308 F.Supp. 922 (D.S.C. 1970), Civ. A. 68-289, Grayson v. Aetna Ins. Co.

Docket Nº:Civ. A. 68-289
Citation:308 F.Supp. 922
Party Name:Grayson v. Aetna Ins. Co.
Case Date:January 23, 1970
Court:United States District Courts, 4th Circuit, District of South Carolina

Page 922

308 F.Supp. 922 (D.S.C. 1970)

Robert GRAYSON, Plaintiff,



Civ. A. No. 68-289.

United States District Court, D. South Carolina, Aiken Division.

Jan. 23, 1970

Page 923

[Copyrighted Material Omitted]

Page 924

Sol Blatt, Jr., Blatt & Fales, Barnwell, S.C., for plaintiff.

Nelson, Mullins, Grier & Scarborough, Columbia, S.C., for defendant.


SIMONS, District Judge.

This action, which is a suit seeking the interpretation of a farm owner's liability insurance policy issued by defendant to one Grover Hutson, a farm owner and plaintiff's employer, was first before the court upon motions for summary judgment on behalf of plaintiff and defendant on the ground that there was no genuine issue as to any material fact.

The sole question before the court was the proper legal interpretation to be given the following exclusionary clause contained in said policy which provided as follows:

"(d) under Coverage G, to bodily injury to any farm employee, arising out of and in the course of his employment by the Insured, and under Coverages G and H, to any person, including any residence employee or insured farm employee, (1) if the Insured has in effect on the date of the occurrence a policy providing workmen's compensation or occupational disease benefits therefor, or (2) if benefits therefor are in whole or in part either payable or required to be provided under any workmen's compensation or occupational disease law; but this subdivision (2) does not apply with respect to Coverage G unless such benefits are payable or required to be provided by the Insured * * *"

The admitted facts were that defendant's policy issued to one Grover Hutson was in full force and effect on the date when plaintiff, Robert Grayson, was injured while employed in the scope and course of his employment on Mr. Hutson's farm; that plaintiff brought suit in the state court against his employer resulting in a judgment in his favor in the amount of $25,000, which Defendant Aetna Insurance Company failed and refused to pay upon the ground that plaintiff's injury was excluded from the coverage of its policy issued to Mr. Hutson under the above exclusionary provision.

By its order dated November 1, 1968, this court denied both parties' motions for summary judgment upon the following basis:

'After having studied the contentions of the parties and having reviewed the authorities cited by them, the court concludes that the language and punctuation of the exclusionary clause gives rise to conflicting reasonable inferences that may be drawn as to the meaning thereof. Therefore, summary judgment is not the answer. The court will be in a much better position to determine the question at issue after a trial of the case on the merits rather than at this stage.

'Accordingly, both plaintiff's and defendant's motions for summary judgment are denied.' Grayson v. Aetna Insurance Company, D.C., 291 F.Supp. 720 (1968).

▶ **SUPPLIED DATA**:
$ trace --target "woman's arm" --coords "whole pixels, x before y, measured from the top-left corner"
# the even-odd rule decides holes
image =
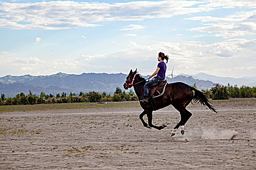
[[[158,74],[158,72],[159,71],[159,70],[160,69],[160,68],[158,67],[157,68],[157,70],[156,70],[156,71],[155,71],[155,72],[153,73],[153,74],[152,74],[152,75],[151,75],[150,76],[149,76],[149,78],[151,78],[153,76],[157,75],[157,74]]]

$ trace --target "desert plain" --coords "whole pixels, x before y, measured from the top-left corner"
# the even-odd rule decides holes
[[[256,169],[256,99],[211,101],[172,137],[171,105],[153,112],[161,131],[137,101],[0,106],[0,169]]]

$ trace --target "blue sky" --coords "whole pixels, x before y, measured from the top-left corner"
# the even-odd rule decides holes
[[[256,76],[253,0],[0,1],[0,76],[59,72]]]

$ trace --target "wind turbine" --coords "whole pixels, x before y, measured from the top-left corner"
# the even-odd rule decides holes
[[[172,76],[172,83],[173,82],[173,68],[174,68],[174,66],[173,67],[173,70],[172,71],[172,74],[169,74],[169,75],[167,75],[167,76]]]
[[[171,74],[171,75],[172,76],[172,83],[173,82],[173,68],[174,68],[174,66],[173,67],[173,70],[172,71],[172,74]]]

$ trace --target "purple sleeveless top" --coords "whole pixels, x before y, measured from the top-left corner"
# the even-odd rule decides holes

▶ **TASK INSTRUCTIONS**:
A. In the Grayson v. Aetna opinion, why did the court deny both parties' motions for summary judgment in its November 1, 1968 order? Answer in one to three sentences.
B. Resume the Grayson v. Aetna opinion from the point where it stops.

▶ **ANSWERS TO THIS EXERCISE**:
A. The court found that the language and punctuation of the exclusionary clause gave rise to conflicting reasonable inferences about its meaning, so summary judgment was not the answer. It concluded that it would be in a much better position to decide the question after a trial of the case on the merits.

B.
Subsequent to the foregoing order, the case was placed on the trial calendar in the Aiken Division, and was set down for trial at the next non-jury term. The matter was then scheduled for pretrial conference preliminary to a trial on the merits. At such conference counsel for both parties stated that in their judgment a full evidentiary hearing was not necessary; that the sole issue to be determined was the proper legal construction of the foregoing exclusionary clause; that there was no genuine issue of fact to be decided; and that both parties therefore should be permitted to renew their motions for summary judgment. Plaintiff's counsel requested permission, which was granted, to submit affidavits in support of plaintiff's renewed motion for summary judgment. Defense counsel was also given the same permission but advised that, in view of defendant's position that such exclusionary clause was clear and unambiguous, he did not deem it proper for the court in determining the issue to consider any affidavits

Page 925

or other evidence outside of the policy provisions. Accordingly defendant rested its case on the premise that the only logical and reasonable interpretation of the exclusionary clause was that plaintiff's injury which admittedly occurred while engaged as a farm employee for defendant's insured, Mr. Hutson, in the course and scope of his employment was clearly excluded from coverage under the policy.

Thereafter, in due course plaintiff, through his counsel, renewed his motion for summary judgment by formal written motion which was supported by affidavits of Dr. John Guilds, Head of the English Department of the University of South Carolina in Columbia and of plaintiff's employer, Grover Hutson, together with a 'Stipulation of Facts' signed and consented to by counsel for plaintiff and defendant, copy of which is hereto appended and by reference made a part hereof.

Thus, the sole issue presently before the court is identical to that which the court dealt with in its former opinion in Grayson v. Aetna Insurance Company, supra, to wit: Whether plaintiff's personal injury which occurred while engaged as a farm employee of defendant's insured, Grover Hutson, in the course and scope of his employment was covered by defendant's policy; or whether such injury was excluded from coverage by virtue of the above quoted exclusionary clause.